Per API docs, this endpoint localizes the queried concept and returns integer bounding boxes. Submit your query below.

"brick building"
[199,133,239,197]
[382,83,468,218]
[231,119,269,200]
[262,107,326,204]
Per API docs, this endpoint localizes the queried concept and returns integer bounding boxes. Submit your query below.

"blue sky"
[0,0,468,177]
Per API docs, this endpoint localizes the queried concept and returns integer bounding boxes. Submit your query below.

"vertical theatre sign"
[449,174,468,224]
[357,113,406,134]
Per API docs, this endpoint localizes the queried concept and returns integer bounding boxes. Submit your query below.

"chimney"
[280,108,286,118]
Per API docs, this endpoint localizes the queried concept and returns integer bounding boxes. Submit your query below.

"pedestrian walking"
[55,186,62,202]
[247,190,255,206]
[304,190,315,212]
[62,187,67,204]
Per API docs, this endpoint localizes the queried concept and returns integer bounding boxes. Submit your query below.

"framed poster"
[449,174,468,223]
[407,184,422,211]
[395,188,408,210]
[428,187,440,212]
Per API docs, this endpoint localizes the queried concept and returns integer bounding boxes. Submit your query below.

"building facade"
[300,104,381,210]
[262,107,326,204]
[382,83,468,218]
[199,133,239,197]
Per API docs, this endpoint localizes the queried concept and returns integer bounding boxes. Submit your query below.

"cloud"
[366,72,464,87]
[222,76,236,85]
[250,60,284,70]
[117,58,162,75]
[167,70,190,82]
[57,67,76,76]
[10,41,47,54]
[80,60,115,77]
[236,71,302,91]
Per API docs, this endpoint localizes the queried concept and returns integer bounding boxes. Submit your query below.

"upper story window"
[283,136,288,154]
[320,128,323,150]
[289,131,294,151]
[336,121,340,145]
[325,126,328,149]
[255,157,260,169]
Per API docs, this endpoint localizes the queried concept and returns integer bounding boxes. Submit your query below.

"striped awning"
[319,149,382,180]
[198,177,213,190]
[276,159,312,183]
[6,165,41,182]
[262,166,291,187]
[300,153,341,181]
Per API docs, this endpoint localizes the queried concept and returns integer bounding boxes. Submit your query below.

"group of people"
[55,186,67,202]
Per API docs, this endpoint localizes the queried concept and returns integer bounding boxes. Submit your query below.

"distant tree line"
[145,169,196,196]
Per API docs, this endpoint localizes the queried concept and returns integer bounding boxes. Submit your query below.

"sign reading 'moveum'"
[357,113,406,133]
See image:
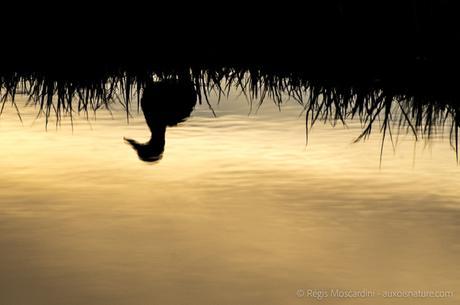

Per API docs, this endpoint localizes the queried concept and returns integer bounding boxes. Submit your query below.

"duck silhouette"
[124,77,197,162]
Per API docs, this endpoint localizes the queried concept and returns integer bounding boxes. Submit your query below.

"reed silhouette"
[125,76,197,162]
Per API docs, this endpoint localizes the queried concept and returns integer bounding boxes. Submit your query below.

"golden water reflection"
[0,97,460,305]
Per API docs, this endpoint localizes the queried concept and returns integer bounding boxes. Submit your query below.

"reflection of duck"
[125,79,197,162]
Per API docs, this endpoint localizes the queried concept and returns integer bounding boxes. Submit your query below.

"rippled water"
[0,92,460,305]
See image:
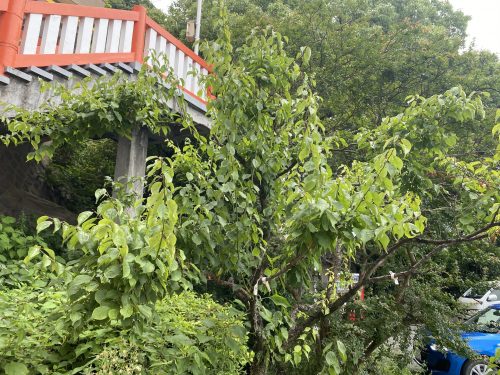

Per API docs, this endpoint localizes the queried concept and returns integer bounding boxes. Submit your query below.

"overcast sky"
[449,0,500,55]
[152,0,500,55]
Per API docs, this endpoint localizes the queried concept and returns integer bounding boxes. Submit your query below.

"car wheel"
[462,360,493,375]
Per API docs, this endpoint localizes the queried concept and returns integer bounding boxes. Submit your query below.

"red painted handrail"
[25,1,139,21]
[146,17,211,71]
[0,0,211,104]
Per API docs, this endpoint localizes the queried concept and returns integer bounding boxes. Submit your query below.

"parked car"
[422,303,500,375]
[458,282,500,316]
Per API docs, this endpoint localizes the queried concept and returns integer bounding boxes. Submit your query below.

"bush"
[0,286,249,375]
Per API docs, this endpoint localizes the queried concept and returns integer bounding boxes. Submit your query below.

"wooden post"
[0,0,27,74]
[132,5,147,64]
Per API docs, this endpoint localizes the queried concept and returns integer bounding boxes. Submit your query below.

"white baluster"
[175,49,185,80]
[120,21,134,52]
[193,63,201,96]
[21,14,43,55]
[144,28,158,57]
[201,68,208,100]
[58,16,78,54]
[91,18,109,53]
[167,43,177,72]
[40,15,61,55]
[156,35,167,65]
[106,20,123,53]
[75,17,94,53]
[184,57,194,92]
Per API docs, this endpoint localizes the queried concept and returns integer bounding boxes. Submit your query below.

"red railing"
[0,0,210,104]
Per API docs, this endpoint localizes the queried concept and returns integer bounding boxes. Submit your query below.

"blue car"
[422,303,500,375]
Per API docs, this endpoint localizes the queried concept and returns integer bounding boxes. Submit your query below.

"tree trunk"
[250,352,267,375]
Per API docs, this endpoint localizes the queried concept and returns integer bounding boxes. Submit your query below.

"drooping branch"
[283,219,500,349]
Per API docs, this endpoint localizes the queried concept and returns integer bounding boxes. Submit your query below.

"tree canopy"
[0,0,500,374]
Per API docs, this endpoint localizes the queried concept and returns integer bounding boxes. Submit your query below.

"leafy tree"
[4,3,500,374]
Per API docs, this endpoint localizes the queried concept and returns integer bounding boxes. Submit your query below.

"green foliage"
[0,57,179,162]
[0,216,41,263]
[0,286,68,375]
[46,139,117,212]
[33,160,178,329]
[0,287,249,375]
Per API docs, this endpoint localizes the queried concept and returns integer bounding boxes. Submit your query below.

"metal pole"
[194,0,203,54]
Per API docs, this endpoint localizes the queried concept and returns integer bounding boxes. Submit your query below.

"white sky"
[449,0,500,56]
[152,0,500,56]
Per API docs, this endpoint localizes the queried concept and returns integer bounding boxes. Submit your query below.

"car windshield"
[466,307,500,332]
[464,286,491,299]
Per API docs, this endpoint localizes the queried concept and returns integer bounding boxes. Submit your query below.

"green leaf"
[337,340,347,362]
[120,304,134,318]
[24,245,42,264]
[3,362,29,375]
[78,211,94,225]
[401,139,411,155]
[271,294,290,308]
[165,334,194,346]
[137,305,153,319]
[36,216,52,233]
[92,306,109,320]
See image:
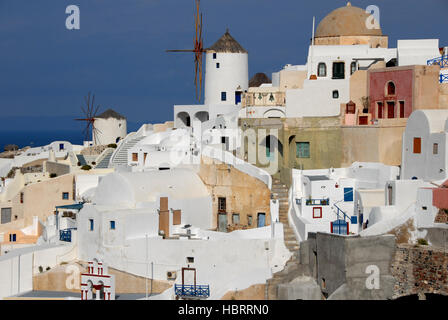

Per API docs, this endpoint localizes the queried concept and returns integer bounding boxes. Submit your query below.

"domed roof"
[207,29,247,53]
[315,2,383,38]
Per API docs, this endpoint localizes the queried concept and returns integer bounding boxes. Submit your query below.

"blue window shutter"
[344,188,353,202]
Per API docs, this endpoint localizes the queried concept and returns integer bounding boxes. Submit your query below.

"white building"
[289,162,399,241]
[174,30,249,134]
[401,110,448,181]
[93,109,127,145]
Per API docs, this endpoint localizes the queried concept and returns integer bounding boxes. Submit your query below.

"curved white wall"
[93,118,127,145]
[204,51,249,105]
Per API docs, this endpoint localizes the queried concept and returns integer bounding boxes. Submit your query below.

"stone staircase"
[95,148,115,169]
[265,179,300,300]
[111,136,145,166]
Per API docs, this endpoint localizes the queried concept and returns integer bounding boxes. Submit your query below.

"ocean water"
[0,130,85,152]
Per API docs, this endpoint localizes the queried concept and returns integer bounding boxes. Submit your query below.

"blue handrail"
[426,55,448,68]
[174,284,210,298]
[333,204,350,221]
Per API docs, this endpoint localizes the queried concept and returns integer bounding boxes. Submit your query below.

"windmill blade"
[92,105,100,118]
[165,49,195,52]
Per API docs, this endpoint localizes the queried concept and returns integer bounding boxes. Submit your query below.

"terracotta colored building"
[370,66,440,123]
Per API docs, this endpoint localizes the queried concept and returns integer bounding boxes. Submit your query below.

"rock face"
[278,276,322,300]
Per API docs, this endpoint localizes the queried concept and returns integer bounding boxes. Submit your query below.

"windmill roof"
[207,29,247,53]
[249,72,272,87]
[95,109,126,119]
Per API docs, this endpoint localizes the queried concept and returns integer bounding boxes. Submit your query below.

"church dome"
[315,2,383,38]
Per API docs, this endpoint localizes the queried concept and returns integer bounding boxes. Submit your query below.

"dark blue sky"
[0,0,448,130]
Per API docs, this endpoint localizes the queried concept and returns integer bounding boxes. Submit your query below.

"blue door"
[258,213,266,228]
[332,220,347,234]
[235,91,241,104]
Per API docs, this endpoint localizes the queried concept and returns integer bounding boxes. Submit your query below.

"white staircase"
[110,136,145,167]
[95,148,115,169]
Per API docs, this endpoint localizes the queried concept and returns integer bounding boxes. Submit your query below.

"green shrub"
[417,238,428,246]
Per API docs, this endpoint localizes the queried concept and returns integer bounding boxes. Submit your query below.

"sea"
[0,130,85,152]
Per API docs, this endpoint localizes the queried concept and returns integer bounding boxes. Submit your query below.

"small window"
[386,81,395,96]
[333,90,339,99]
[413,138,422,153]
[376,101,384,119]
[317,62,327,77]
[344,188,353,202]
[432,143,439,154]
[232,213,240,224]
[399,101,404,118]
[333,62,345,79]
[218,198,226,213]
[350,61,357,74]
[296,142,310,158]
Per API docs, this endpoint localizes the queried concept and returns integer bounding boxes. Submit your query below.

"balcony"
[174,284,210,299]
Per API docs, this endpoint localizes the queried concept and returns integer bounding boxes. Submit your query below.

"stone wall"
[392,244,448,298]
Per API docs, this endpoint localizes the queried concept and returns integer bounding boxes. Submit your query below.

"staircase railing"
[426,55,448,68]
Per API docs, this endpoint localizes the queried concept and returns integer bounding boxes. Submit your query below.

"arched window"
[317,62,327,77]
[350,61,357,74]
[386,81,395,96]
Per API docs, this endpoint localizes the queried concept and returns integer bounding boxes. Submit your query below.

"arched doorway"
[176,111,191,128]
[194,111,209,122]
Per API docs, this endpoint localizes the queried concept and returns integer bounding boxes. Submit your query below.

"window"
[296,142,310,158]
[333,90,339,99]
[399,101,404,118]
[432,143,439,154]
[387,101,395,119]
[350,61,357,74]
[413,138,422,153]
[386,81,395,96]
[317,62,327,77]
[333,62,345,79]
[344,188,353,202]
[266,136,274,160]
[218,198,226,213]
[376,101,384,119]
[1,208,12,224]
[313,207,322,219]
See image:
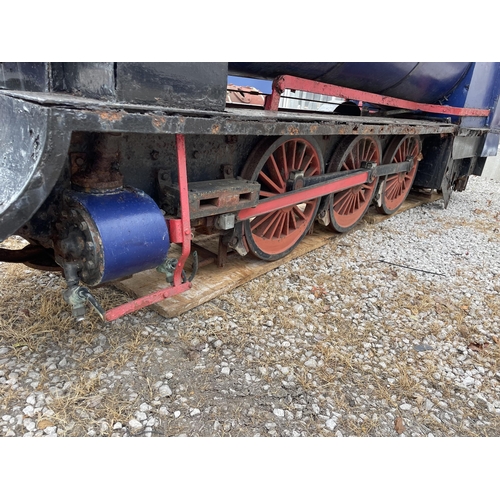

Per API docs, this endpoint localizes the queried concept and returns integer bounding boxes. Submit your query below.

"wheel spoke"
[329,137,381,232]
[378,136,420,214]
[258,172,284,194]
[242,137,323,260]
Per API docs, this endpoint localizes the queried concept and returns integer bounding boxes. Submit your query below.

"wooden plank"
[114,189,442,318]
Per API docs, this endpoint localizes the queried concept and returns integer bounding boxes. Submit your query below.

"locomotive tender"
[0,62,500,321]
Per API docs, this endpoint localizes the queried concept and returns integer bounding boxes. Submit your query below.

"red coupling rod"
[265,75,490,116]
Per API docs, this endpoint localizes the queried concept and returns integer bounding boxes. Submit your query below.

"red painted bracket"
[265,75,490,116]
[104,134,191,321]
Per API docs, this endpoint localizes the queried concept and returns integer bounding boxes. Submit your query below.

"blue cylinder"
[70,188,170,286]
[228,62,473,104]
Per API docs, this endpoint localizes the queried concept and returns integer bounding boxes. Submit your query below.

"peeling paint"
[99,111,124,122]
[151,116,167,130]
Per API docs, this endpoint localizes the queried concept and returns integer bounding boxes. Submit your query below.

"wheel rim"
[328,137,381,232]
[242,137,324,260]
[377,136,422,215]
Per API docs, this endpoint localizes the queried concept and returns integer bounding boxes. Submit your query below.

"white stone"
[325,418,337,431]
[293,304,304,314]
[304,358,318,368]
[135,411,148,422]
[158,384,172,398]
[127,418,142,432]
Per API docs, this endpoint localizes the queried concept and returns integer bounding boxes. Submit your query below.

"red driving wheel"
[328,136,382,233]
[241,137,324,261]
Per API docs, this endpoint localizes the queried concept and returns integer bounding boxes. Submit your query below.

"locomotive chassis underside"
[0,91,487,319]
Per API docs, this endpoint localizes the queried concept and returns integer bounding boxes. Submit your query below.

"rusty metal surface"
[158,179,260,219]
[0,91,459,136]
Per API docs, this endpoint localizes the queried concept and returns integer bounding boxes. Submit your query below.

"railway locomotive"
[0,62,500,321]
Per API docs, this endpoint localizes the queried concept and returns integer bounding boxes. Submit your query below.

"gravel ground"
[0,178,500,437]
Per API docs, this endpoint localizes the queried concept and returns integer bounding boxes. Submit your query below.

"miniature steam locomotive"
[0,62,500,321]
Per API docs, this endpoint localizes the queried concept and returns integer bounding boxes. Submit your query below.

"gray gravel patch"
[0,178,500,437]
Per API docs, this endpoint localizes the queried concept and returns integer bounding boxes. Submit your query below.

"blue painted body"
[72,188,170,283]
[228,62,472,103]
[228,62,500,156]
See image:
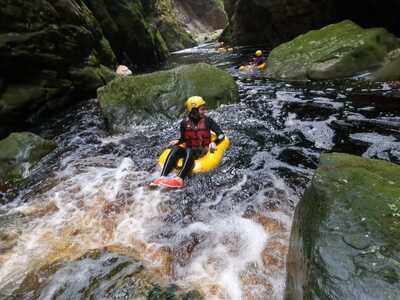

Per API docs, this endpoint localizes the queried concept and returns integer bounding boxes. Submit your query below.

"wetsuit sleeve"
[179,120,185,144]
[206,117,225,145]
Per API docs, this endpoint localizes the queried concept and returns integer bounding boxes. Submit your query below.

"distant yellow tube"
[159,133,230,173]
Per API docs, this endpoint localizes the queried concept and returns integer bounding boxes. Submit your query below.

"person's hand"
[208,143,217,152]
[169,140,179,147]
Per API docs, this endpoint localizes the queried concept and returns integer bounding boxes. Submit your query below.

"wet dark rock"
[224,0,400,45]
[285,153,400,299]
[372,49,400,81]
[0,0,175,136]
[278,148,318,169]
[84,0,168,61]
[283,100,343,121]
[363,142,400,164]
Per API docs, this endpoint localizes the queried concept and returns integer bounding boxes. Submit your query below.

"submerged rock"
[0,132,56,182]
[7,250,203,300]
[286,153,400,299]
[267,20,400,80]
[98,63,239,130]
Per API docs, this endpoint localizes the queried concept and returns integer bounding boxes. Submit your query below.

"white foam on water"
[176,216,269,300]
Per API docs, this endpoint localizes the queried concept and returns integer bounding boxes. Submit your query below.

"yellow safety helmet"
[185,96,206,112]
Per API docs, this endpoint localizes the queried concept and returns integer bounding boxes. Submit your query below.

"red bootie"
[150,177,166,186]
[159,177,185,189]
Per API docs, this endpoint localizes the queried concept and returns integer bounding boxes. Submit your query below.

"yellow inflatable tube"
[159,133,231,173]
[239,63,267,72]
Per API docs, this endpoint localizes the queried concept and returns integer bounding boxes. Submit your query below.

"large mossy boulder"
[286,153,400,299]
[0,132,56,183]
[97,63,239,130]
[267,20,400,80]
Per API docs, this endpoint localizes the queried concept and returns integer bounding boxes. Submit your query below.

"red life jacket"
[183,118,211,150]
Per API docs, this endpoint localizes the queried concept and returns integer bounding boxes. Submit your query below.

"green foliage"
[267,20,400,80]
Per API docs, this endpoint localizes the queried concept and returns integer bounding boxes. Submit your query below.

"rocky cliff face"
[0,0,168,137]
[174,0,228,34]
[225,0,400,45]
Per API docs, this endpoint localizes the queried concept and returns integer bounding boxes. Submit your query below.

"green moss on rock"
[97,63,238,129]
[267,20,400,80]
[0,132,56,183]
[286,154,400,299]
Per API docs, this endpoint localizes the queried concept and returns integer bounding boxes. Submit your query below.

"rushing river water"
[0,44,400,299]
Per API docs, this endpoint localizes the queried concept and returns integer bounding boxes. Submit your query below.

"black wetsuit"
[161,117,225,179]
[253,56,265,66]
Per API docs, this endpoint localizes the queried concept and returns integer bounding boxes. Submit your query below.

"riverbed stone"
[286,153,400,299]
[9,249,204,300]
[267,20,400,80]
[0,132,56,183]
[98,63,239,130]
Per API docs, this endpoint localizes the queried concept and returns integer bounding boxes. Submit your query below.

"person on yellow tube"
[151,96,225,188]
[253,50,265,67]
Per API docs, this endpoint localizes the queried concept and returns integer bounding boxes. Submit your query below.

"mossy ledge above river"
[267,20,400,80]
[97,63,239,130]
[286,153,400,299]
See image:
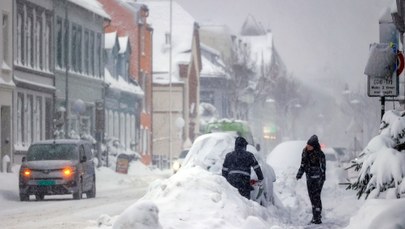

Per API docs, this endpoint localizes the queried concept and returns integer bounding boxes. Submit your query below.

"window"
[34,17,43,69]
[114,111,120,138]
[17,93,24,145]
[34,96,43,141]
[120,113,125,146]
[142,128,148,154]
[56,17,63,68]
[139,126,144,154]
[96,33,103,78]
[90,31,95,76]
[104,109,110,136]
[25,15,33,66]
[108,110,114,137]
[71,25,82,72]
[70,25,77,71]
[44,21,52,71]
[63,20,72,67]
[83,30,90,75]
[24,95,34,145]
[17,11,24,64]
[140,26,145,56]
[76,26,82,72]
[44,20,52,71]
[2,12,9,63]
[125,114,129,149]
[130,115,136,150]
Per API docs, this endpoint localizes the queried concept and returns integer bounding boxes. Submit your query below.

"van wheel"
[86,179,96,198]
[20,193,30,201]
[73,180,83,200]
[35,194,45,201]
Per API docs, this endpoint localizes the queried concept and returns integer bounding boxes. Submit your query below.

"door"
[0,106,11,169]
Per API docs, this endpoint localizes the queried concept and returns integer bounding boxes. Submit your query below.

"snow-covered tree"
[348,110,405,198]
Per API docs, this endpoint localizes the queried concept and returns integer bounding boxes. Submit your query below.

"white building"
[10,0,55,162]
[143,1,201,167]
[104,32,144,151]
[0,0,15,172]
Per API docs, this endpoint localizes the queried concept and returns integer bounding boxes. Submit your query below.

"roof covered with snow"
[153,72,183,85]
[118,36,129,54]
[240,32,273,68]
[104,68,144,95]
[140,1,195,78]
[104,32,117,49]
[200,43,230,78]
[69,0,111,19]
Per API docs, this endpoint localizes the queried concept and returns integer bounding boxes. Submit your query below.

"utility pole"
[63,0,70,138]
[169,0,173,168]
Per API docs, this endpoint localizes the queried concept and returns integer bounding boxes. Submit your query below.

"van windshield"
[27,144,78,161]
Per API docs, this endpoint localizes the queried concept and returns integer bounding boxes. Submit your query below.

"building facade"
[104,32,144,151]
[99,0,153,164]
[0,0,15,172]
[145,1,201,168]
[53,0,109,141]
[12,0,56,162]
[200,43,231,121]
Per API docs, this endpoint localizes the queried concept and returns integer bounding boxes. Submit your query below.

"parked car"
[266,141,348,184]
[172,149,189,173]
[205,119,260,151]
[179,132,276,206]
[19,139,96,201]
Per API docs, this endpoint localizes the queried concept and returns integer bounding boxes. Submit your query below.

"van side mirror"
[256,143,261,151]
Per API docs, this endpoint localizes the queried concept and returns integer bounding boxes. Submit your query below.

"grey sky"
[177,0,392,91]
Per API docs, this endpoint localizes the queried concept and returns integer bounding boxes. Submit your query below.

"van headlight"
[173,161,181,171]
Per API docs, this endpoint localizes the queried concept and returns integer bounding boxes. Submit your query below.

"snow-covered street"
[0,164,168,229]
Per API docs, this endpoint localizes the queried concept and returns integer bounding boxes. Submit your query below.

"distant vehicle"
[179,132,276,206]
[19,139,96,201]
[172,149,189,173]
[205,119,260,150]
[266,141,348,184]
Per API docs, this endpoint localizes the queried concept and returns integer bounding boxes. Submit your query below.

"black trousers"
[227,174,253,199]
[307,178,324,220]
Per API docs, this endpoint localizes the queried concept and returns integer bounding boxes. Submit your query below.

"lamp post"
[169,0,173,168]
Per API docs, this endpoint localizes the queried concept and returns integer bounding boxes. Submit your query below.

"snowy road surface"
[0,165,169,229]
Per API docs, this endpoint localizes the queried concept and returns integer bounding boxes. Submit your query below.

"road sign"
[367,73,399,97]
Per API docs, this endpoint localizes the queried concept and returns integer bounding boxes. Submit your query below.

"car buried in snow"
[172,149,189,173]
[181,132,276,206]
[19,139,96,201]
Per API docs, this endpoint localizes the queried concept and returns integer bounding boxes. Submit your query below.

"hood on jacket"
[307,134,321,150]
[235,137,248,150]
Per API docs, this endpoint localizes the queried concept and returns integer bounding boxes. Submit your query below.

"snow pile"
[350,111,405,198]
[267,141,306,171]
[113,201,162,229]
[346,199,405,229]
[142,166,278,228]
[102,133,287,229]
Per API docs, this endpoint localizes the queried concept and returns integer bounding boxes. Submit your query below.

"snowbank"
[346,199,405,229]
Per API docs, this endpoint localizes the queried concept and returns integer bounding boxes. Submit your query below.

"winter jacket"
[222,137,263,180]
[297,147,326,181]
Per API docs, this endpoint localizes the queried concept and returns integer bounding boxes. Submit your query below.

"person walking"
[296,135,326,224]
[222,137,263,199]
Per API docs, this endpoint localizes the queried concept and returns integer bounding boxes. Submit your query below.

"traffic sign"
[397,51,405,76]
[367,73,399,97]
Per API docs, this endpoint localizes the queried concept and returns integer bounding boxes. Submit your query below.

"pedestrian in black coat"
[297,135,326,224]
[222,137,263,199]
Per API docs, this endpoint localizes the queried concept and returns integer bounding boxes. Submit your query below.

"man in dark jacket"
[222,137,263,199]
[297,135,326,224]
————————
* DO THIS: Retype the lines from the start through the line containing "[300,153,341,181]", both ends included.

* RESPONSE:
Per API docs, this endpoint localizes the queried concept and returns integer bounding boxes. Submit your query below.

"brick building"
[199,133,239,197]
[382,83,468,218]
[231,119,269,200]
[262,107,326,204]
Per API docs, this endpoint localizes the queried concept and returns integer bounding boxes. Submit your query below.

"blue sky"
[0,0,468,177]
Per API docs, this endpoint localizes the queried concept and returns integer bounding boxes. Submit your query below.

"vertical theatre sign"
[449,174,468,224]
[357,113,406,134]
Per API docs, this endpoint localizes the queried concept and returns integer bounding boxes. Submit your query below.

"chimney"
[280,108,286,118]
Per API docs, this endpoint localizes the queried concept and returns integer bounding boxes. Submit your query below.

"pedestrian walking"
[55,186,62,202]
[247,190,255,206]
[304,190,315,212]
[62,187,67,204]
Per API docs, this endpoint localizes the queried concept and returns integer bounding boxes. Submit your query below.

"framed poster"
[449,174,468,223]
[407,184,422,211]
[395,188,408,210]
[428,187,440,212]
Per API docs, this endpoint localizes the queried concept and returns integer bounding boxes. Submit your query below.

"building facade"
[300,104,381,210]
[262,107,326,204]
[382,83,468,218]
[199,133,239,197]
Per API docs, this endpoint localizes the queried concept and returns integer bounding boxes. Submit your query below.

"cloud"
[366,72,464,87]
[222,76,236,85]
[250,60,284,70]
[117,58,162,75]
[167,70,190,82]
[57,67,76,76]
[10,41,47,54]
[80,60,115,77]
[236,71,302,91]
Per API docs, this endpoint localizes the queried concept and returns integer bounding boxes. Submit your query below.

"upper story window"
[283,136,288,154]
[320,128,323,150]
[289,131,294,151]
[336,121,340,145]
[325,126,328,149]
[255,157,260,169]
Per API docs, this endpoint localizes the queried concept and returns integer bounding boxes. Submit your query below.

"striped awning"
[319,149,382,180]
[198,177,213,190]
[276,159,312,183]
[6,165,41,182]
[262,166,291,187]
[300,153,341,181]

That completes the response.